PROBLEM TO SOLVE
Every entry, from the first line to the last, should be output exactly.

Stored items from a collection:
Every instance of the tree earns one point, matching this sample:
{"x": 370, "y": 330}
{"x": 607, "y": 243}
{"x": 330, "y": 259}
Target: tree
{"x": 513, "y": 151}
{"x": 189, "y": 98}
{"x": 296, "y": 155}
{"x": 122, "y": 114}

EXERCISE RESPONSE
Every instance of the tree earns one point, matching this sample:
{"x": 370, "y": 330}
{"x": 607, "y": 243}
{"x": 330, "y": 259}
Target: tree
{"x": 513, "y": 151}
{"x": 189, "y": 98}
{"x": 296, "y": 155}
{"x": 122, "y": 114}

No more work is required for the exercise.